Set exercise
Repeat verbatim the lines of the data below, beginning with the line containing "Where can the window" and continuing to the end.

+++ Data supplied +++

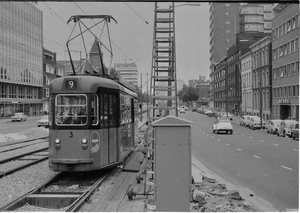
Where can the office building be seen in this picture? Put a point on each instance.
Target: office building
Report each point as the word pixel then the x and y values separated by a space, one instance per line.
pixel 21 58
pixel 246 79
pixel 285 47
pixel 223 26
pixel 255 17
pixel 261 57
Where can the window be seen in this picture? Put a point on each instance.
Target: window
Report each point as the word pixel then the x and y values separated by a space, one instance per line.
pixel 71 110
pixel 94 110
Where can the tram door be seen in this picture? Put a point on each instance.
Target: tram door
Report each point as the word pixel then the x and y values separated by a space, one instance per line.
pixel 108 112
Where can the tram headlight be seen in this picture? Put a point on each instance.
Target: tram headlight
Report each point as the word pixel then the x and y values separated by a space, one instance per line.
pixel 84 144
pixel 57 143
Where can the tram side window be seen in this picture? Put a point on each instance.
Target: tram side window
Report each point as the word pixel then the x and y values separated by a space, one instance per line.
pixel 70 109
pixel 123 109
pixel 113 113
pixel 94 110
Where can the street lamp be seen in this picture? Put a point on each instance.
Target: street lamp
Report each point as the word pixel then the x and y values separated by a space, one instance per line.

+++

Completed task
Where can the window be seen in this picture? Put a point on each instance.
Target: window
Report each point as the word pixel then the x and y values separated by a space, one instance per line.
pixel 71 110
pixel 94 110
Where can the tram door be seen in this picture? Put a point on each instance.
Target: tram door
Report each point as the word pixel then the x and y values separated by a space, one instance per line.
pixel 108 112
Where can the tram headlight be seen in this picture? Put a point on each instance.
Target: tram headlight
Report each point as the word pixel then the x and y values separated by a space, one instance per line.
pixel 84 144
pixel 57 143
Where can the tram side window be seen in this picture? Put a point on each instance.
Target: tram side window
Report each point as the word pixel then the x and y values separated by a space, one instance per line.
pixel 70 109
pixel 123 109
pixel 113 113
pixel 94 110
Where can the street lamp be seen in this picture? Put a point on each instance.
Target: street lamp
Report each point as the word pixel then the x and y values separated by a space, one instance per line.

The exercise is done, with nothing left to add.